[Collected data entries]
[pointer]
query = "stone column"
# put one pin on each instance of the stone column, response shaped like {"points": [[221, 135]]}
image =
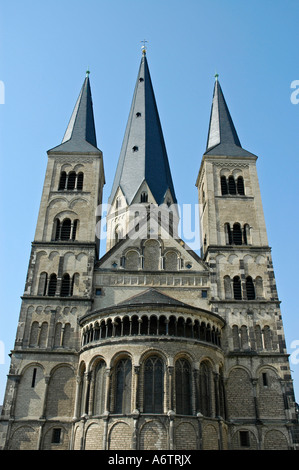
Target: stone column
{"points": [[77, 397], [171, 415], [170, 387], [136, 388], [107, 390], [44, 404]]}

==

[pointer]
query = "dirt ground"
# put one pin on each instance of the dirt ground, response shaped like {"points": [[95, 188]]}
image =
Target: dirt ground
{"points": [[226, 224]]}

* Task brief
Each line above that contains the word "instance" should be counted, and only the total given.

* Exercise solution
2